Copy out the listing that follows exactly, dropping every picture.

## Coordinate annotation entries
START

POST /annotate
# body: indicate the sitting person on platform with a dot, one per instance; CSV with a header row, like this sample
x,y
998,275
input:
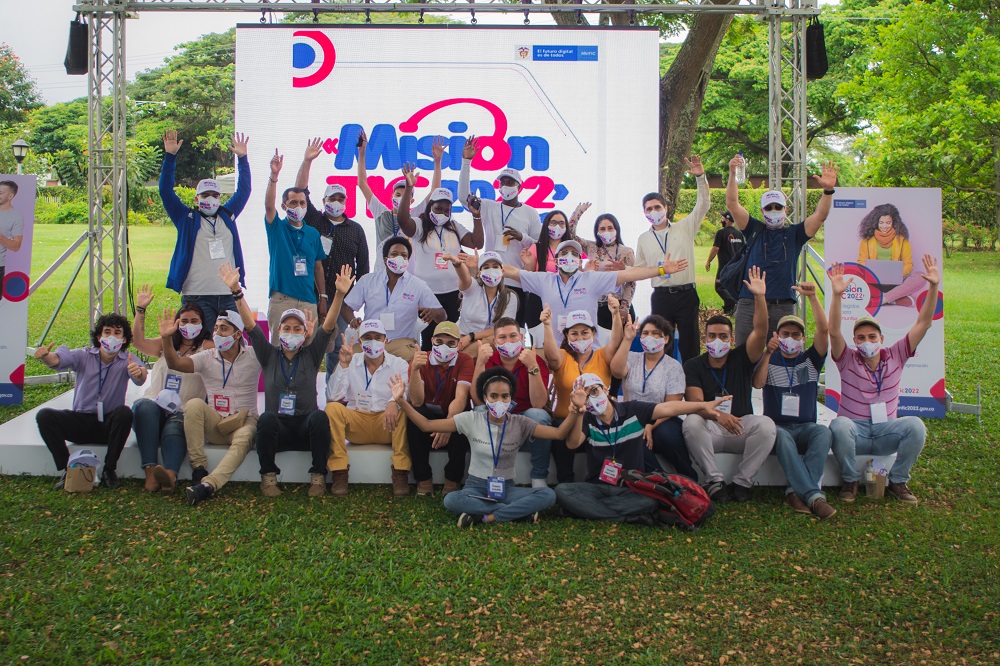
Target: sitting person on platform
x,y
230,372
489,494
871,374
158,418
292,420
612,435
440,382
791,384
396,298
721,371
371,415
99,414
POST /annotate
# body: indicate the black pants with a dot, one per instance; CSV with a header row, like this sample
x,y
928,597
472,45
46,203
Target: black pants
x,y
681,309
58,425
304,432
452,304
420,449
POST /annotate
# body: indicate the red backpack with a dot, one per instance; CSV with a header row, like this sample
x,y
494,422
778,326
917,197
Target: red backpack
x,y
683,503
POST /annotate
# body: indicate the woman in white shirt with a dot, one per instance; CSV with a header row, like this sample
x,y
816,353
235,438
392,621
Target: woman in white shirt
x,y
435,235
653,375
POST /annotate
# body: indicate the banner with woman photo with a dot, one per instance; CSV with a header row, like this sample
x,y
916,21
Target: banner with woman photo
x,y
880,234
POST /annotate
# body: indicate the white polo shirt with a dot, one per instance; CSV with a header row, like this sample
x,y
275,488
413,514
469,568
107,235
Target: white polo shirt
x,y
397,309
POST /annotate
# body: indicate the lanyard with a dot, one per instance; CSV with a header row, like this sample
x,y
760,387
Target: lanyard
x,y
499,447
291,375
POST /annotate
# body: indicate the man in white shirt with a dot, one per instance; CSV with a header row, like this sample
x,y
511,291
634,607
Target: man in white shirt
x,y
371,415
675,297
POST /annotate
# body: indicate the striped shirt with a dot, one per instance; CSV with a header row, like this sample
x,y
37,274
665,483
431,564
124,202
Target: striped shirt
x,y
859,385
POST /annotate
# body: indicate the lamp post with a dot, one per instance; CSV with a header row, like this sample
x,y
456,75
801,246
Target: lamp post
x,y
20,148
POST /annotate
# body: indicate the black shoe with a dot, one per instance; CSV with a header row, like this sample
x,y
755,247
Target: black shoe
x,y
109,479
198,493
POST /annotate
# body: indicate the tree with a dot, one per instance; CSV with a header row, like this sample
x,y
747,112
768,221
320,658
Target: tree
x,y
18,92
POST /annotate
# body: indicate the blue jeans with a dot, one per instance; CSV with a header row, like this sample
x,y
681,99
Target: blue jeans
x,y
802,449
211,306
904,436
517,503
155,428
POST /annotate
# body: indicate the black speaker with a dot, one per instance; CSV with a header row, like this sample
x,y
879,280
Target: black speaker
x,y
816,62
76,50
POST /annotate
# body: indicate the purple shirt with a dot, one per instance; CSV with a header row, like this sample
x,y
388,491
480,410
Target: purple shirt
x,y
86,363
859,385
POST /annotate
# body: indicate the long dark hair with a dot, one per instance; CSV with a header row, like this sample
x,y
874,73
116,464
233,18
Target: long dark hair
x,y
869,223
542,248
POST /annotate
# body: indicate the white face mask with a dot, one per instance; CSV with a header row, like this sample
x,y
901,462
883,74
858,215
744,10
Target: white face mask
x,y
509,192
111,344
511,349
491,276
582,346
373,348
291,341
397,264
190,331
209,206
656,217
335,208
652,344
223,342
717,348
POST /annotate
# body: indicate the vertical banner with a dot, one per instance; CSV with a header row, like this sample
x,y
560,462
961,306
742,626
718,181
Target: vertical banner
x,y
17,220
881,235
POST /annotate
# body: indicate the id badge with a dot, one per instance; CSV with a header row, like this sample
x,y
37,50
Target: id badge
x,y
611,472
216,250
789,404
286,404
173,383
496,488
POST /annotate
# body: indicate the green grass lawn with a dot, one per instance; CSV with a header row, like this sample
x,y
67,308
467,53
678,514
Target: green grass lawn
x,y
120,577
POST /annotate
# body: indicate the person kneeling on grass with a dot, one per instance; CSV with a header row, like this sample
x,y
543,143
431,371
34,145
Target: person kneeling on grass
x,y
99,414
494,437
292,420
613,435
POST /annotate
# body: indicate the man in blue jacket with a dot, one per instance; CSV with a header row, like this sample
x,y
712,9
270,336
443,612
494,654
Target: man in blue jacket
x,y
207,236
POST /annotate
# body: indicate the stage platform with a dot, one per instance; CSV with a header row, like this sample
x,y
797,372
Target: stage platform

END

## OUTPUT OF THE TASK
POST /annotate
# body: indicate the sitting person on platform with a dot, one per instance; CSV with a header row, like this sample
x,y
998,275
input:
Target: sitting person on platform
x,y
230,372
489,494
871,374
158,418
292,420
612,435
440,382
791,384
396,298
721,371
371,415
99,414
POST /annotate
# body: indicate the black pants with a dot, one per instance; CSV with a header row, like this sample
x,y
928,597
472,45
46,203
Target: black pants
x,y
681,309
58,425
304,432
452,304
420,449
POST /annotate
# body: indicate the red backpack with a dot, one per instance; CSV with a header row, like this sample
x,y
494,422
778,326
917,197
Target: red backpack
x,y
683,503
POST /annotate
# body: indicate the woman in white shirt with a dot, one per instance; CSV with a header row, like this sample
x,y
816,353
235,438
392,621
Target: woman in white shirt
x,y
435,235
653,375
POST /annotate
# body: indicate the banner with woman photo with a dot, one per instance; CSV with a header row, like this sample
x,y
916,21
Target: banner with woman photo
x,y
880,234
POST /annotate
# body: indicate the white polo shirt with a dot, one per instance; CSV with a header row, like this sample
x,y
275,488
413,514
469,568
107,235
Target: white polo shirt
x,y
397,309
POST /annotate
# body: indicate the lanyard with a dot, one per instance; CSV with a header row, like this sample
x,y
760,387
Target: lanyard
x,y
499,447
291,375
POST /annotate
# body: indicate the man in white shirt with a dot, one per instance; CSV with a header row, like this sample
x,y
511,291
634,607
Target: man in white shirt
x,y
371,415
675,297
POST /annotate
# body: indicate the striped shirt with a dot, one per instance; CSV with a header row, like this sample
x,y
37,274
665,483
431,564
124,202
Target: striped shirt
x,y
859,385
POST /annotate
# body: indicate the lamp post with a dot, one per instance; CSV with a header row, like this sample
x,y
456,75
801,246
Target: lamp post
x,y
20,148
POST /annotate
# body: indicate the black shoe with a dot, one per instance; CSV with a header row, like this sample
x,y
755,247
Target: black shoe
x,y
109,479
198,493
POST /annotate
# body: indicate the tree with a dot, one per instance; CSV with a header row, like this sample
x,y
747,112
768,221
320,658
Target: tree
x,y
18,92
POST /annotate
# body: indicate the blue jeans with a dot, one per instance; CSV with a header row, like this sample
x,y
681,99
Target: blue jeans
x,y
802,449
211,306
904,436
517,503
155,428
POST /annotate
# body: indicate the black speaker with a dot, one per instance; CSV with a header row, like this sample
x,y
879,280
Target: black speaker
x,y
816,62
76,50
POST /annotate
# body: indicate the purple shirt with a dot, one per instance; CSV with a header row, like this sample
x,y
388,491
480,410
Target: purple shirt
x,y
86,363
859,385
POST /annotate
# body: indicate the long dark hair with a dot, one per instance; CSV with a header row, like this sample
x,y
874,73
116,464
233,18
Target: long dark hair
x,y
869,223
542,248
POST /annotate
# body: indicate the white face mask with a dot, one per instance; CSV with a header row, like this sample
x,y
901,462
883,74
858,215
744,10
Target: white face mask
x,y
509,192
111,344
511,349
491,276
582,346
373,348
291,341
397,264
190,331
209,206
656,217
335,208
652,344
223,342
717,348
POST /annotate
# body: indicate the vertical banner with a dot, one per instance; CSV with a header row, like this sample
x,y
560,462
961,306
742,626
718,181
Target: vertical banner
x,y
17,220
881,235
POST /annotate
# body: indicate the id badge with a dot, one per instance; CSV with a header row, like this sample
x,y
37,50
Target: id badge
x,y
611,472
216,250
789,404
286,404
173,383
496,488
POST /annotate
# body: indicate the green grass lawn with a dot, one per instance; CSV with a header row, like this sample
x,y
67,308
467,53
678,514
Target: green grass lawn
x,y
120,577
POST /annotate
# body: indicate the person kneeling on grass with a dot, one per instance; CSV with a header row, like this sample
x,y
543,143
431,371
34,145
Target: person kneeling on grass
x,y
99,414
494,437
292,420
613,435
POST /annotate
# body: indicate the man in blue jacket with a dot, one per instance; CSV with a header row, like this sample
x,y
712,9
270,336
443,612
494,654
Target: man in blue jacket
x,y
207,236
POST /annotate
# body: indicate the stage platform with a dot, one per instance; CSV with a header row, like this sample
x,y
797,372
Target: stage platform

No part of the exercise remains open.